==== GIVEN DATA ====

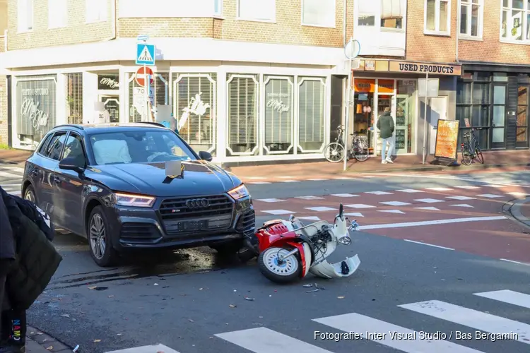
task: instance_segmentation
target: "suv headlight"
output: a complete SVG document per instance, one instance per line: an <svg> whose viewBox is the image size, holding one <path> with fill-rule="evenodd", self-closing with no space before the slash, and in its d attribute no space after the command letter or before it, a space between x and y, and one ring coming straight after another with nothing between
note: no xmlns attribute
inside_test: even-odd
<svg viewBox="0 0 530 353"><path fill-rule="evenodd" d="M116 203L120 206L152 207L155 203L155 198L153 196L122 193L114 193L114 196Z"/></svg>
<svg viewBox="0 0 530 353"><path fill-rule="evenodd" d="M241 184L237 188L234 188L228 191L228 195L232 196L234 200L239 200L249 195L249 191L244 184Z"/></svg>

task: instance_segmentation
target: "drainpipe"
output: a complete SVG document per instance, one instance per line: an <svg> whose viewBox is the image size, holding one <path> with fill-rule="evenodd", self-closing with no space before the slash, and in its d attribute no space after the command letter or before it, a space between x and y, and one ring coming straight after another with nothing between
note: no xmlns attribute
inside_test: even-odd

====

**INSTRUCTIONS FOR THE TASK**.
Return all of the entries exactly as written, but drop any pictures they hold.

**WRITTEN SOLUTION**.
task: instance_segmentation
target: "suv headlight"
output: a complete SVG document per instance, one instance per line: an <svg> whose viewBox is the image size, holding one <path> with fill-rule="evenodd", self-closing with no space before the slash, and in its d attribute no space after the command letter or before it, a space between x and y, and one ring coming straight after another with nothing between
note: no xmlns attribute
inside_test: even-odd
<svg viewBox="0 0 530 353"><path fill-rule="evenodd" d="M116 203L120 206L152 207L155 203L155 198L153 196L122 193L114 193L114 196Z"/></svg>
<svg viewBox="0 0 530 353"><path fill-rule="evenodd" d="M241 184L237 188L234 188L228 191L228 195L232 196L234 200L239 200L249 195L249 191L244 184Z"/></svg>

task: instance_segmentation
target: "drainpipe"
output: a complete SVG document per instance, one instance per line: an <svg> whose viewBox is the image size, holding one <path> with fill-rule="evenodd", self-closing with no space before the slash, and in its d attribute no space after the command letter or before it, a space between x and y, and one ring coming straight after another with nothing between
note: no xmlns attribute
inside_test: even-odd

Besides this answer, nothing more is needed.